▸ **Exercise directions**:
Every record must be repeated precisely as it stands.
=== Materials provided ===
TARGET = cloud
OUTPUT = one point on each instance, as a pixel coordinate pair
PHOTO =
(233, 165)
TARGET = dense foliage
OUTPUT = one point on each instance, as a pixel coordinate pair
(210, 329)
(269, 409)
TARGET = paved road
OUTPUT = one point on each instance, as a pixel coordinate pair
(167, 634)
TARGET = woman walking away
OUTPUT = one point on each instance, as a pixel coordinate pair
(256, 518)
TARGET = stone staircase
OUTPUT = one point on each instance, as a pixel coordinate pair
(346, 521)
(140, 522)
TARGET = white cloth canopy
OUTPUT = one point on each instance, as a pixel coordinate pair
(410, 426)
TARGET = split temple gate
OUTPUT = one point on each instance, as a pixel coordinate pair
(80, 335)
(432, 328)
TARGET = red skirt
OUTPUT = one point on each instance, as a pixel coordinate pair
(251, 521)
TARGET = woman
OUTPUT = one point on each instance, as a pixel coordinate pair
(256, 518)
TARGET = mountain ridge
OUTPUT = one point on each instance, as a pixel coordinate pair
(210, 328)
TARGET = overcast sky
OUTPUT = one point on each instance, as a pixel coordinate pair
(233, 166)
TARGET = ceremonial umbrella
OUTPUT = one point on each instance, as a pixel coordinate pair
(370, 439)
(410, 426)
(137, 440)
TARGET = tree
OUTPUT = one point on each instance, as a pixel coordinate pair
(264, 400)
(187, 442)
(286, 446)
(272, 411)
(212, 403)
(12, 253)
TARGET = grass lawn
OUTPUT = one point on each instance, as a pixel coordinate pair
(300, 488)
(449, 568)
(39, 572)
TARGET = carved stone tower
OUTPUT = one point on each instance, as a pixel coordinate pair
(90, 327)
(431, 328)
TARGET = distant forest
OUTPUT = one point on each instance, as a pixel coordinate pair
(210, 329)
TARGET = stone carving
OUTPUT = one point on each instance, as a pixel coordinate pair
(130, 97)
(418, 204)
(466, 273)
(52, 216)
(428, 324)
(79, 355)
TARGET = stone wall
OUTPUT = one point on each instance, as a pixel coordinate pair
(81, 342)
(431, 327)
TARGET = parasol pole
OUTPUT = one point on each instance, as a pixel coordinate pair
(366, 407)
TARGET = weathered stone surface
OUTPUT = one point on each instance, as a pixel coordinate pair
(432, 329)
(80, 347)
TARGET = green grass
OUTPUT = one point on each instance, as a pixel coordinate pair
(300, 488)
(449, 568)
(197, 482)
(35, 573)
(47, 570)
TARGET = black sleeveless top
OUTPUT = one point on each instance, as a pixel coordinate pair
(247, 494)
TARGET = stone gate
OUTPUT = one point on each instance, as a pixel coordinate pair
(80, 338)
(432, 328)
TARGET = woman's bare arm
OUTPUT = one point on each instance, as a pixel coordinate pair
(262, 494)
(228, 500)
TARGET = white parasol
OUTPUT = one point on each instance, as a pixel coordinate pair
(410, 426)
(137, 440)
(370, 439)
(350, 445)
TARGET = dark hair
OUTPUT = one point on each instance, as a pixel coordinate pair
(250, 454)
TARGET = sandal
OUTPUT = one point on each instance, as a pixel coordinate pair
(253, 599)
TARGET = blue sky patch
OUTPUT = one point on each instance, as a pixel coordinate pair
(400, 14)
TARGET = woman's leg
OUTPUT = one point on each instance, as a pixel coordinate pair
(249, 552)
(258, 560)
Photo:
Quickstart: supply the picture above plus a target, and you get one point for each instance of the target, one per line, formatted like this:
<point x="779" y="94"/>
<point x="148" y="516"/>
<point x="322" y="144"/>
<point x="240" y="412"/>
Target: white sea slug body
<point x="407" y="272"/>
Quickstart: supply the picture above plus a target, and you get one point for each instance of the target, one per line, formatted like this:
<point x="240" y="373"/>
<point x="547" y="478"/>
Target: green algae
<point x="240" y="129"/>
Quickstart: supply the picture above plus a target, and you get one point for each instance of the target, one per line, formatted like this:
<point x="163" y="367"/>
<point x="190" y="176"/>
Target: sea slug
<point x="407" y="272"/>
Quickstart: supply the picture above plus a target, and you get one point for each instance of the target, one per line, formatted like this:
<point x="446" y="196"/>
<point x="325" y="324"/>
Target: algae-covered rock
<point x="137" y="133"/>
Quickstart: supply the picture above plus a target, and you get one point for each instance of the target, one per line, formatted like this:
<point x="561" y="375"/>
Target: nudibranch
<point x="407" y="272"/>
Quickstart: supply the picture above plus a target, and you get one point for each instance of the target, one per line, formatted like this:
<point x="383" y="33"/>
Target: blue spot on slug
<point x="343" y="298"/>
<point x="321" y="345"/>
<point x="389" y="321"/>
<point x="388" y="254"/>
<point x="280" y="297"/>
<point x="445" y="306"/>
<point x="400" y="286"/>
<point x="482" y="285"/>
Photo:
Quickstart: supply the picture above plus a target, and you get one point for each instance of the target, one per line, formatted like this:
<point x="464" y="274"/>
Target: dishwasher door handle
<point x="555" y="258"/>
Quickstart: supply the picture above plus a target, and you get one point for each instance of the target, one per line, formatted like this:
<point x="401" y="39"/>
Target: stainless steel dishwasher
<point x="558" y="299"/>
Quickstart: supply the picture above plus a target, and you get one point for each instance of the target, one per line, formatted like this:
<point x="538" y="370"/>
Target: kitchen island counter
===
▸ **Exercise result**:
TARGET = cloud
OUTPUT = one point on each instance, as a pixel coordinate pair
PHOTO =
(233, 165)
TARGET = dense foliage
OUTPUT = one point on each instance, as a pixel coordinate pair
(210, 329)
(269, 409)
TARGET = paved road
OUTPUT = one point on each instance, as a pixel coordinate pair
(167, 634)
TARGET = woman walking away
OUTPUT = one point on each instance, as a pixel coordinate pair
(256, 518)
TARGET = stone staircase
OUTPUT = one point on each instance, as a pixel coordinate pair
(346, 521)
(140, 522)
TARGET = white cloth canopy
OUTPUT = one point on each instance, as a pixel coordinate pair
(410, 426)
TARGET = split temple gate
OUTPUT = one point on each instance, as a pixel coordinate pair
(80, 335)
(432, 328)
TARGET = red skirt
OUTPUT = one point on each instance, as a pixel coordinate pair
(251, 521)
TARGET = woman
OUTPUT = one point on each instance, as a pixel coordinate pair
(256, 518)
TARGET = mountain ridge
OUTPUT = one point on each instance, as a pixel coordinate pair
(210, 328)
TARGET = overcast sky
OUTPUT = one point on each instance, as a pixel coordinate pair
(233, 166)
TARGET = ceremonial umbrella
OUTPUT = one point on each instance, as a pixel coordinate pair
(370, 439)
(410, 426)
(137, 440)
TARGET = tree
OUTPUT = one point on each instance, as a pixel coordinate pair
(264, 400)
(187, 442)
(286, 446)
(272, 411)
(212, 403)
(12, 253)
TARGET = grass lawn
OUTPUT = one point on each instance, as a pixel coordinate pair
(300, 488)
(449, 568)
(39, 572)
TARGET = carved stone tower
OUTPUT = one point on each instance, as a pixel coordinate pair
(90, 327)
(431, 328)
TARGET = distant forest
OUTPUT = one point on each instance, as a pixel coordinate pair
(210, 329)
TARGET = stone carving
OUTPUT = one point on each instance, as a pixel coordinate pair
(130, 97)
(418, 204)
(466, 273)
(52, 216)
(428, 324)
(79, 355)
TARGET = stone wall
OUTPUT = one point on each instance, as a pixel coordinate pair
(81, 342)
(431, 327)
TARGET = parasol pole
OUTPUT = one point on each instance, as a pixel coordinate pair
(366, 407)
TARGET = weathered stone surface
OUTPUT = one point on each instance, as a pixel coordinate pair
(432, 329)
(80, 347)
TARGET = green grass
OUTPUT = one point on each instance, as a pixel coordinate pair
(300, 488)
(449, 568)
(197, 482)
(35, 573)
(47, 570)
TARGET = black sleeveless top
OUTPUT = one point on each instance, as a pixel coordinate pair
(247, 494)
TARGET = stone gate
OUTPUT = one point on each instance, as a pixel coordinate pair
(80, 338)
(432, 328)
TARGET = woman's bare arm
OUTPUT = one point on each instance, as a pixel coordinate pair
(262, 494)
(228, 500)
TARGET = white parasol
OUTPUT = one point on each instance, as a pixel coordinate pair
(410, 426)
(137, 440)
(370, 439)
(350, 445)
TARGET = dark hair
OUTPUT = one point on each instance, as a pixel coordinate pair
(250, 454)
TARGET = sandal
OUTPUT = one point on each instance, as a pixel coordinate pair
(253, 599)
TARGET = blue sky patch
OUTPUT = one point on each instance, as a pixel coordinate pair
(400, 14)
TARGET = woman's leg
OUTPUT = one point on each instance, as a pixel coordinate pair
(249, 552)
(258, 560)
Photo:
Quickstart: supply the picture above plus a target, and you get one point for each instance of the target, one per line, formatted like this:
<point x="779" y="94"/>
<point x="148" y="516"/>
<point x="322" y="144"/>
<point x="240" y="412"/>
Target: white sea slug body
<point x="407" y="272"/>
Quickstart: supply the picture above plus a target, and you get one point for each instance of the target, one per line, formatted like this:
<point x="240" y="373"/>
<point x="547" y="478"/>
Target: green algae
<point x="240" y="129"/>
Quickstart: supply the picture above plus a target, and you get one point for each instance of the target, one per line, formatted like this:
<point x="163" y="367"/>
<point x="190" y="176"/>
Target: sea slug
<point x="407" y="272"/>
Quickstart: supply the picture above plus a target, and you get one point for each instance of the target, one per line, formatted like this:
<point x="446" y="196"/>
<point x="325" y="324"/>
Target: algae-covered rock
<point x="137" y="133"/>
Quickstart: supply the picture above plus a target, and you get one point for each instance of the target, one per line, formatted like this:
<point x="561" y="375"/>
Target: nudibranch
<point x="407" y="272"/>
Quickstart: supply the picture above plus a target, and you get one point for each instance of the target, one per line, formatted like this:
<point x="383" y="33"/>
Target: blue spot on slug
<point x="343" y="298"/>
<point x="321" y="345"/>
<point x="389" y="321"/>
<point x="388" y="254"/>
<point x="280" y="297"/>
<point x="445" y="306"/>
<point x="400" y="286"/>
<point x="482" y="285"/>
Photo:
Quickstart: supply the picture above plus a target, and you get one point for each instance of the target, one per line, formatted like this:
<point x="464" y="274"/>
Target: dishwasher door handle
<point x="555" y="258"/>
Quickstart: supply the picture above plus a target, and you get one point for each instance of the target, one per line, formatted like this:
<point x="401" y="39"/>
Target: stainless steel dishwasher
<point x="558" y="299"/>
Quickstart: supply the picture above plus a target, and you get one point for each instance of the target, one per line, formatted like this:
<point x="538" y="370"/>
Target: kitchen island counter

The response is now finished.